中山道ひとり歩る記(旧中山道を歩く)

旧中山道に沿って忠実に歩いたつもりです。

・芭蕉の道を歩く
・旧日光街道を歩く

追分宿(旧中山道を歩く 114)

2007年08月30日 08時30分32秒 | 4信濃(長野県)の.旧中山道を歩く(110~1


(御影用水)

(追分宿2)
浅間神社の前の清らかなせせらぎは、御影用水といい、
下流の佐久平への用水路として作られたもので、
水に親しみ憩いの場として作られた場所で、
川べりに降りて水に手を差し伸べたくなる清流となっている。


(堀辰雄文学記念館)


(追分宿本陣の門碑)


(明治天皇行在所の碑)

清流に沿って旧中山道を歩くと、左手に堀辰雄文学記念館が、
さらに進むと追分宿本陣跡、明治天皇行在所の石碑、
現存する江戸時代の旅篭の「油屋」がそのまま残っており、
建物の南側には、戦時中戦火を逃れて追分宿にやってきた
文学者堀辰雄の住まいもある。


(油屋の入り口)


(当時のままの油屋、この南側に戦時中の堀辰雄の住まいがある)

その先に昔の高札場が残っており、すぐ先の右側に「浅間山道路第一指所」(登山口)の石碑がある。
これは大正~昭和前期にかけて追分の振興のため、
宿場の北側を都内の学校等に働きかけ追分に寮誘致をしたが、
その折登山道も同時に造られたものである。
そのためかこの近隣に東京都内の学校のテニスの合宿所など、
林間学校となる施設が沢山見受けられる。
やがて同じ右側に旅篭の「蔦や」が当時の面影を残したまま残っており、
軒下に江戸時代からの看板がぶら下がっている。


(高札場)


(浅間山登山道入り口の石碑)


(蔦屋と看板)

さらに西に進むと、浅間山香華院泉洞寺の石碑が右側に見える。

• _渡された記録_:

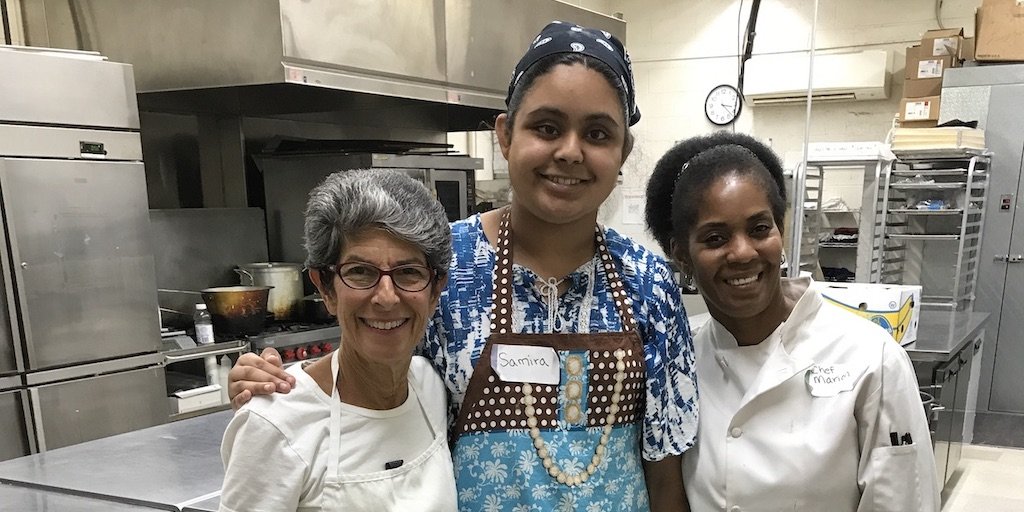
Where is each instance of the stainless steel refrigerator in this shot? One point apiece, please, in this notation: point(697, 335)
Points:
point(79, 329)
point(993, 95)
* * *
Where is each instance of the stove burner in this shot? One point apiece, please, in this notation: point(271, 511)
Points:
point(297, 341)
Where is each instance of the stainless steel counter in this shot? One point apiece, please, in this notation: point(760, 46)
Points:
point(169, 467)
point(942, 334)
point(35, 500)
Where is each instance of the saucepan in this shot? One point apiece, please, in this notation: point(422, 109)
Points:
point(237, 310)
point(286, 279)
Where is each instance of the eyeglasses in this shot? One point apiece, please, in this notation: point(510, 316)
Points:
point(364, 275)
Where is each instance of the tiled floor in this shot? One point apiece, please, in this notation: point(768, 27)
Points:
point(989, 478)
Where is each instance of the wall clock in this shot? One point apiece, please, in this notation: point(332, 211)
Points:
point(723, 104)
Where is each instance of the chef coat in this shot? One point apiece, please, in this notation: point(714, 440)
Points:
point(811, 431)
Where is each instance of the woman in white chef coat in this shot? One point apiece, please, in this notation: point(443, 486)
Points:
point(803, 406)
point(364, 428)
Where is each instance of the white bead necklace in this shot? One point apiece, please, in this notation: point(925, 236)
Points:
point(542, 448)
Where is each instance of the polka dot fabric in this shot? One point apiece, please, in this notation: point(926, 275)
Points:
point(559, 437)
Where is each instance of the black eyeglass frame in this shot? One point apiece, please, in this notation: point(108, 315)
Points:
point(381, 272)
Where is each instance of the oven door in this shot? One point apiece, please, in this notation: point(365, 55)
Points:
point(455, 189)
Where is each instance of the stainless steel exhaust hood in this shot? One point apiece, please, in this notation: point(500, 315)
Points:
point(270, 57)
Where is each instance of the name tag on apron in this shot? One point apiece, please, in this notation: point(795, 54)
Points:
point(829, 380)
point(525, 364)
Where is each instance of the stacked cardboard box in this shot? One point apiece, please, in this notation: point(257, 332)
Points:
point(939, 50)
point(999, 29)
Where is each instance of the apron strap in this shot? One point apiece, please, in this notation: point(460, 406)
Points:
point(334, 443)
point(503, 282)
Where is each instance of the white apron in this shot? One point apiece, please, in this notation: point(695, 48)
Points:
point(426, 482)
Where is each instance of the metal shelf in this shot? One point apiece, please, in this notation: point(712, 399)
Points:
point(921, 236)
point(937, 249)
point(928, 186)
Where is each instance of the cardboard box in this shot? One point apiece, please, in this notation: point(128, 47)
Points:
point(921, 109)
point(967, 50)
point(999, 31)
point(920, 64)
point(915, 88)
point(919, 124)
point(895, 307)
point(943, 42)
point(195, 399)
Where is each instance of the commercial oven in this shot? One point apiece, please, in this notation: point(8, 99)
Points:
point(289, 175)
==
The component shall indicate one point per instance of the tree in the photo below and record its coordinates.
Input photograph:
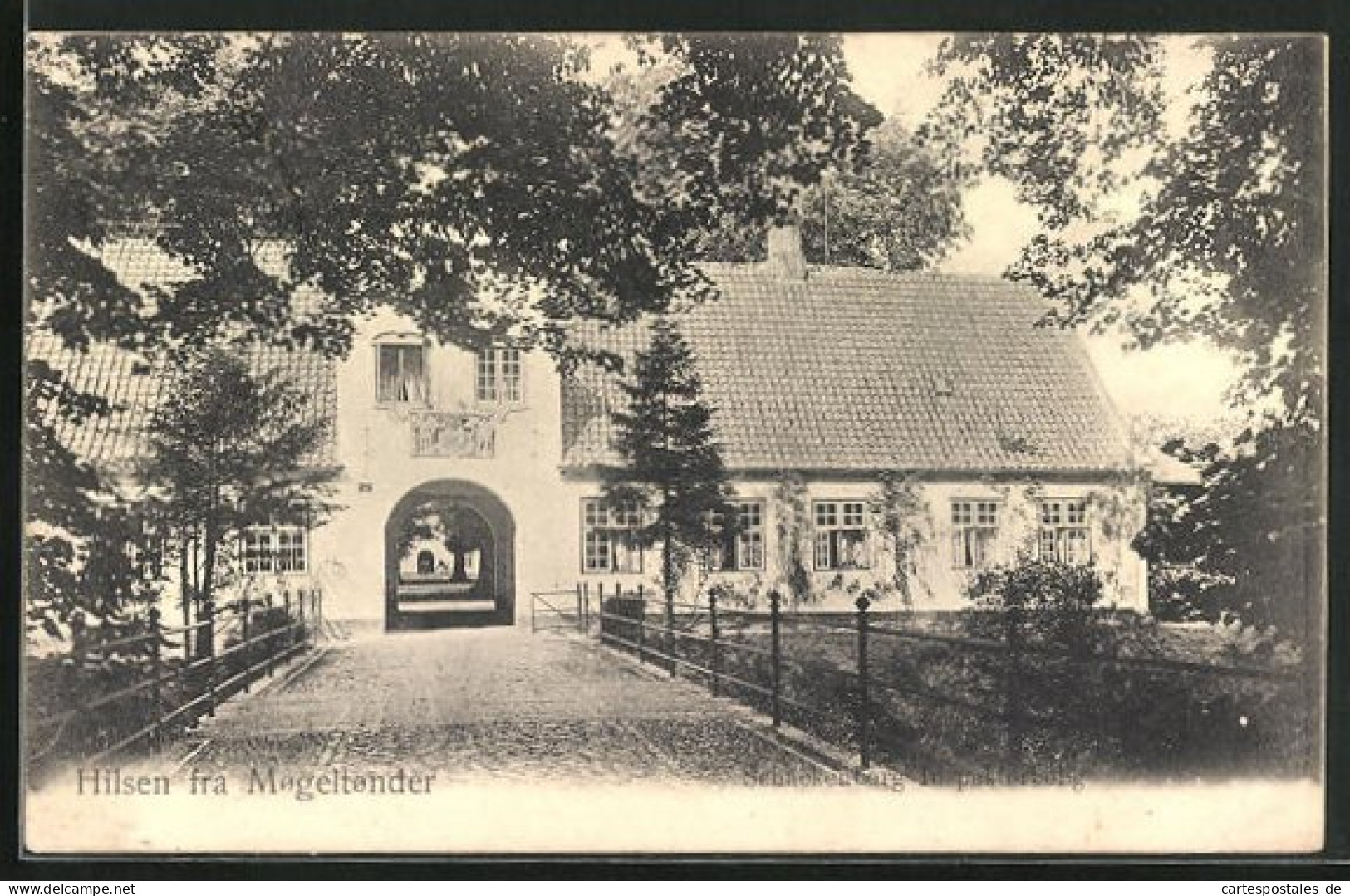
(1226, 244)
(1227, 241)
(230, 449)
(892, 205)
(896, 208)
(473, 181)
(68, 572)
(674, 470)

• _取り組む課題_:
A: 追分宿についての文章によると、旅篭「蔦や」の軒下には何がぶら下がっていますか。
B: 追分宿についての文章の「清流に沿って旧中山道を歩くと、左手に堀辰雄文学記念館が、」から「(当時のままの油屋、この南側に戦時中の堀辰雄の住まいがある)」までを、一字も変えずに書き写してください。
記録は使わなくてもかまいません。

• _課題ごとの答え_:
A: 江戸時代からの看板です。

B:
清流に沿って旧中山道を歩くと、左手に堀辰雄文学記念館が、
さらに進むと追分宿本陣跡、明治天皇行在所の石碑、
現存する江戸時代の旅篭の「油屋」がそのまま残っており、
建物の南側には、戦時中戦火を逃れて追分宿にやってきた
文学者堀辰雄の住まいもある。


(油屋の入り口)


(当時のままの油屋、この南側に戦時中の堀辰雄の住まいがある)